* **Records shown**
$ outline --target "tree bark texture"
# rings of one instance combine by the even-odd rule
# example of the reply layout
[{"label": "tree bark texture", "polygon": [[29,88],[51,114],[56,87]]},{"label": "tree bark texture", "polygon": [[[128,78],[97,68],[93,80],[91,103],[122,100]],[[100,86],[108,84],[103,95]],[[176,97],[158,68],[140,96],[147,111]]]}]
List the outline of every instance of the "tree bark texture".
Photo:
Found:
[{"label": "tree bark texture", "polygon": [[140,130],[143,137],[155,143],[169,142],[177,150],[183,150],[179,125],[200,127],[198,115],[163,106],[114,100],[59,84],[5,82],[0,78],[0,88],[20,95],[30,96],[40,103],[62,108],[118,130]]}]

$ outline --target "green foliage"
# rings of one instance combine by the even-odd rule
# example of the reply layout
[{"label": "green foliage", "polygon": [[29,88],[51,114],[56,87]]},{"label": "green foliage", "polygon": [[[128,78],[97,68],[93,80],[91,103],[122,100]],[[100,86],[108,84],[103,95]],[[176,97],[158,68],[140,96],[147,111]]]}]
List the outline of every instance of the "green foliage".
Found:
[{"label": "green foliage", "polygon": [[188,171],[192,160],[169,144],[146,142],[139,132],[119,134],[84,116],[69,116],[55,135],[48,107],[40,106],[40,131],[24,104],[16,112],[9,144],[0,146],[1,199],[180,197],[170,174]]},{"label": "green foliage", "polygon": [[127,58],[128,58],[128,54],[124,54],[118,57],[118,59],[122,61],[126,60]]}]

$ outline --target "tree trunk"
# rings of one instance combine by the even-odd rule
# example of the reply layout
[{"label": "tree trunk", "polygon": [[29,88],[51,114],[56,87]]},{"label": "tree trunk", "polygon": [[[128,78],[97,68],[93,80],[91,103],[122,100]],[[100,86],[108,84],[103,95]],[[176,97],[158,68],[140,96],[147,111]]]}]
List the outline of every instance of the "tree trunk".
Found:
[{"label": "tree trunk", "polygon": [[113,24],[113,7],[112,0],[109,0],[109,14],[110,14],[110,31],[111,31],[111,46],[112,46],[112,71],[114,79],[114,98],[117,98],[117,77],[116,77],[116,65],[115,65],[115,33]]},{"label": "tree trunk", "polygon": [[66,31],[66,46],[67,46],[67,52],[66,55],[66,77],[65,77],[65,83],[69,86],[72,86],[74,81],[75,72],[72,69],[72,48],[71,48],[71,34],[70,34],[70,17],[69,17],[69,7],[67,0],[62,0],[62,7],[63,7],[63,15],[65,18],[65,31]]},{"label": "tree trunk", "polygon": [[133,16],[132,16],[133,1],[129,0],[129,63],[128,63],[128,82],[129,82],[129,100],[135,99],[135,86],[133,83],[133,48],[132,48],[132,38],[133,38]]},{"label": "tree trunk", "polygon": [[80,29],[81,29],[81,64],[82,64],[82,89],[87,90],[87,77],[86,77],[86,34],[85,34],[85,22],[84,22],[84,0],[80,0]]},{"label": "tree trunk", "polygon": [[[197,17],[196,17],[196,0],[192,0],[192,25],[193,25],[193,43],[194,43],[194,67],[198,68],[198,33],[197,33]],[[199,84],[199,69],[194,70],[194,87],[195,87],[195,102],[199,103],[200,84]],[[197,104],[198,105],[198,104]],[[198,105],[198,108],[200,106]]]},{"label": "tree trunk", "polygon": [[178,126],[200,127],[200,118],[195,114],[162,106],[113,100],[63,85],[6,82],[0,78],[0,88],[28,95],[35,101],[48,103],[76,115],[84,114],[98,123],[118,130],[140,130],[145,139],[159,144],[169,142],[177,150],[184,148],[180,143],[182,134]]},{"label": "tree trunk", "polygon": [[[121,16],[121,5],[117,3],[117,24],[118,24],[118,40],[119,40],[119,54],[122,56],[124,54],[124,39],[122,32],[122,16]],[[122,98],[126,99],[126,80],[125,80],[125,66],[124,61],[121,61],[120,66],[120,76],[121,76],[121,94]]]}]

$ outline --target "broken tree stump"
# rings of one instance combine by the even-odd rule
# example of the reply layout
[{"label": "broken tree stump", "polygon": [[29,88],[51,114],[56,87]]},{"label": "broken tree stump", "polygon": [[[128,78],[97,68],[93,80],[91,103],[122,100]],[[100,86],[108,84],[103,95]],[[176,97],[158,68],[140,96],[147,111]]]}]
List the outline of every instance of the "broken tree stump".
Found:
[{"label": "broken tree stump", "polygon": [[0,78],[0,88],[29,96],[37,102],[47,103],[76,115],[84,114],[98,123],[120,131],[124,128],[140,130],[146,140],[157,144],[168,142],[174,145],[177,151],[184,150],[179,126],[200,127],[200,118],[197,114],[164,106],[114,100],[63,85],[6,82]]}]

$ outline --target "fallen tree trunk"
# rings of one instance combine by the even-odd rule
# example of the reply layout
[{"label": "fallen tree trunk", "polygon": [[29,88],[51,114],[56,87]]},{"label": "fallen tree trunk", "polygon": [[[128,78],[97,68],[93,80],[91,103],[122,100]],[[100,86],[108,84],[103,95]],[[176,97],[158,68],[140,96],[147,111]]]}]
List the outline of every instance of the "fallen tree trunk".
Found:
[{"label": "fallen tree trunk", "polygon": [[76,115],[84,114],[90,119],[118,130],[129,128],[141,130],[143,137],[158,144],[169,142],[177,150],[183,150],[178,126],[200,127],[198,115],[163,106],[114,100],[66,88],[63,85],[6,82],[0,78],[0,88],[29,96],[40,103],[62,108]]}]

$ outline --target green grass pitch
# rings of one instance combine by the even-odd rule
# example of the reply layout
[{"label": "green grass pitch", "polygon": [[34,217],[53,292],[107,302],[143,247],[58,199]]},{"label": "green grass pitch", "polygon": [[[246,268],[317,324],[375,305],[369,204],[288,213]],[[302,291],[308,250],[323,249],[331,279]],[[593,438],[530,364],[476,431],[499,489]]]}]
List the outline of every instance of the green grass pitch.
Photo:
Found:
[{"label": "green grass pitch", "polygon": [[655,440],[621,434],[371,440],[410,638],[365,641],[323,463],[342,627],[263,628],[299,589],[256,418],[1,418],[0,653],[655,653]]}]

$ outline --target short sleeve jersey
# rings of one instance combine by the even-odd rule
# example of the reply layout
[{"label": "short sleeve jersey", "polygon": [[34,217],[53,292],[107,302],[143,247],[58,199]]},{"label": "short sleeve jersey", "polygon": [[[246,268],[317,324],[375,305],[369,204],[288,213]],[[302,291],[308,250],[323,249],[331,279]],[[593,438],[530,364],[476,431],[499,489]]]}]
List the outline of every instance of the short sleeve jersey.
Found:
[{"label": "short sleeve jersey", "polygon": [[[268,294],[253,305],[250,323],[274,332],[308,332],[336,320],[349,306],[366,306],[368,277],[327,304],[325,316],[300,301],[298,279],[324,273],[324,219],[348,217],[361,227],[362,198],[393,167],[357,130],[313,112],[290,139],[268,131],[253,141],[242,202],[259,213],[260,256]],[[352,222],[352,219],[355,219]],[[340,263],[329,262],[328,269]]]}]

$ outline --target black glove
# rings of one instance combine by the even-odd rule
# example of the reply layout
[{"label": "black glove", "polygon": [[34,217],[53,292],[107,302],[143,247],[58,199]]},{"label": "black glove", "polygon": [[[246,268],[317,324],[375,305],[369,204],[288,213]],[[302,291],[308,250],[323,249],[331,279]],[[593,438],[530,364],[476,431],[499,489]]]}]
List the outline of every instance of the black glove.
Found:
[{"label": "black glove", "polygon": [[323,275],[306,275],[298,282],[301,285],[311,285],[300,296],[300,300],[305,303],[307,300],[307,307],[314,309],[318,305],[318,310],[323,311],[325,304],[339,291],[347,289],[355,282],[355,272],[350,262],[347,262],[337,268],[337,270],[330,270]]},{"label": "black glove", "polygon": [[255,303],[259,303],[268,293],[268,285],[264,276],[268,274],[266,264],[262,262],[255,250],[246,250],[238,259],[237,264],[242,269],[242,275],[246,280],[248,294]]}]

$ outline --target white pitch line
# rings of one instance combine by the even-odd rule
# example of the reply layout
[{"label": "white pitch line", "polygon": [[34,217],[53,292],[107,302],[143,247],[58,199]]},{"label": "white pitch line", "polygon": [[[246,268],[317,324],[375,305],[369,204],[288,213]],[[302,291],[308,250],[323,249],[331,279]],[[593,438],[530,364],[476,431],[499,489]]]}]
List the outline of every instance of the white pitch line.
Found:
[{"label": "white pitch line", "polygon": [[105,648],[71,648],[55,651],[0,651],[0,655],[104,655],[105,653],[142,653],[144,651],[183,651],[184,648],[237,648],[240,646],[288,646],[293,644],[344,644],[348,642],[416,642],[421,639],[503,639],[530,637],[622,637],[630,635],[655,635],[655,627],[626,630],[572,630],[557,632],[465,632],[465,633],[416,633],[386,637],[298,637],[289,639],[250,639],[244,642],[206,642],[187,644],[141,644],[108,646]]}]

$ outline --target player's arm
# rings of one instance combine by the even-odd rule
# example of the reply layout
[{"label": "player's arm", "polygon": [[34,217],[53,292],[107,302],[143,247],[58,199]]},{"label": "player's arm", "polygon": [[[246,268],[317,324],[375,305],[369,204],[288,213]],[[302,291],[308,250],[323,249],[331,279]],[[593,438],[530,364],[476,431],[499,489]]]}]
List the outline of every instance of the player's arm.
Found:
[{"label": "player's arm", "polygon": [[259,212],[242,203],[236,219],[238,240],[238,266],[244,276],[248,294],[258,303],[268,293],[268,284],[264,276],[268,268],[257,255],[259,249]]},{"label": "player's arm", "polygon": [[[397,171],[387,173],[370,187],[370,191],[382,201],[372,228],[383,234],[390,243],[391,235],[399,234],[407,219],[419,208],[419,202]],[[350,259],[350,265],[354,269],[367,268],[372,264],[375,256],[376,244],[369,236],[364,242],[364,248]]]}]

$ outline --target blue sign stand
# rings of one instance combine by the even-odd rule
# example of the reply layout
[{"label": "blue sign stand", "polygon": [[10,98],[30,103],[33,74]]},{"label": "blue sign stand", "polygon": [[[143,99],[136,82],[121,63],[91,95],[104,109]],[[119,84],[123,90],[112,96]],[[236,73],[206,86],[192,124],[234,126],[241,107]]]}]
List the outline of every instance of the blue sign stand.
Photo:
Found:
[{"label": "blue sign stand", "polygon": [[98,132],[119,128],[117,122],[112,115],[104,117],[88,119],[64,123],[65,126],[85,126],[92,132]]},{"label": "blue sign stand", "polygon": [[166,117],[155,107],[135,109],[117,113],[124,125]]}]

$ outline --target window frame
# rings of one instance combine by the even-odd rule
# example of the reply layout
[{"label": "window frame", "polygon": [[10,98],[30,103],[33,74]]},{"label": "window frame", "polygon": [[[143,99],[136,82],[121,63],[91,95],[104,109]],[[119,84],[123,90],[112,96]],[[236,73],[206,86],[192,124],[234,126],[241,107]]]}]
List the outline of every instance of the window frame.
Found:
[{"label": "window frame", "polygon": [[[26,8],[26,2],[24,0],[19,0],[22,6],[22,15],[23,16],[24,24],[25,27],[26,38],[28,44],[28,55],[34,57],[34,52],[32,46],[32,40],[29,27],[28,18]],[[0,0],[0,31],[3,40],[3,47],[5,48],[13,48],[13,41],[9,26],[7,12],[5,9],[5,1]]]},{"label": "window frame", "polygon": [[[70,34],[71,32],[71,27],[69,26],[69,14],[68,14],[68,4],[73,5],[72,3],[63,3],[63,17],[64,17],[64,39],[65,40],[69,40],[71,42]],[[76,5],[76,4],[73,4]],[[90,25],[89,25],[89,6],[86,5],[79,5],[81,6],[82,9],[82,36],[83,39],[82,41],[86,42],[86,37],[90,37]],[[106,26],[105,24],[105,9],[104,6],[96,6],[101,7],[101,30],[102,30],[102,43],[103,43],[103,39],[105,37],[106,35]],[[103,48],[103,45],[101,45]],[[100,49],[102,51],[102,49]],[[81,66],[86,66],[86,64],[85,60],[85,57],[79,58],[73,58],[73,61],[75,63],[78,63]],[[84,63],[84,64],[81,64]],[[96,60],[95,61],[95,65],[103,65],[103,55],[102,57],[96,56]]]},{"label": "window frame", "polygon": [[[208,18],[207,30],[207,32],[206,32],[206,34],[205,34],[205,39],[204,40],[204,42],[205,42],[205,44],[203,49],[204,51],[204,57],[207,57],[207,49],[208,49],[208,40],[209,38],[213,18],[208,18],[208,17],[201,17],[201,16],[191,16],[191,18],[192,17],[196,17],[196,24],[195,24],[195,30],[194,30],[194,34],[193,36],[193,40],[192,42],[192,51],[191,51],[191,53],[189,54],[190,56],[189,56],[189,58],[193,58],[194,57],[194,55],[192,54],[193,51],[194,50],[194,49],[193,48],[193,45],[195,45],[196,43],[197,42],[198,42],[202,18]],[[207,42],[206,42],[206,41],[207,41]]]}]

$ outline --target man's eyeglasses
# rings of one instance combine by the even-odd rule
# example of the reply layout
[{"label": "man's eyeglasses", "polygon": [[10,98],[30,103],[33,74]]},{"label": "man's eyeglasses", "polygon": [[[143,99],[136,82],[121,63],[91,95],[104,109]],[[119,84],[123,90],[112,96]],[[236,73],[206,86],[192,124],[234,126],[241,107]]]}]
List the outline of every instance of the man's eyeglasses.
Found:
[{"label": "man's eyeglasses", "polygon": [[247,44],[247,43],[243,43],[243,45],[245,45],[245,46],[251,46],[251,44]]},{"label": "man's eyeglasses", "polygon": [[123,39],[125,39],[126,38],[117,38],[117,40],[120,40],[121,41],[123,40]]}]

* **Work required**
Give the lines of the listing above as a numbered list, from the line with "--target man's eyeglasses" through the end of the listing, leaving out any blank lines.

* **Response to this exercise**
1. $ outline --target man's eyeglasses
2. # rings of one instance combine by the even-odd rule
3. # example of the reply layout
4. [{"label": "man's eyeglasses", "polygon": [[10,98],[30,103],[33,74]]},{"label": "man's eyeglasses", "polygon": [[[143,99],[136,82],[121,63],[91,95],[104,109]],[[119,84],[123,90],[112,96]],[[236,73],[206,86],[192,124],[234,126],[241,107]]]}]
5. List the outline of every instance of the man's eyeglasses.
6. Found:
7. [{"label": "man's eyeglasses", "polygon": [[247,44],[247,43],[243,43],[243,45],[245,45],[245,46],[251,46],[251,44]]},{"label": "man's eyeglasses", "polygon": [[123,39],[125,39],[126,38],[117,38],[117,40],[120,40],[121,41],[123,40]]}]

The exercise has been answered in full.